### TO DO
Your output should be the complete listing, repeated exactly.

--- EXERCISE INPUTS Enclosed Below ---

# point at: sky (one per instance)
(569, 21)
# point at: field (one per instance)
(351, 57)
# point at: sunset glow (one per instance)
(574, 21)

--- End of Enclosed EXERCISE INPUTS ---

### TASK RESULT
# point at: sky (one per instance)
(569, 21)
# point at: field (one per instance)
(351, 57)
# point at: sunset glow (one per instance)
(574, 21)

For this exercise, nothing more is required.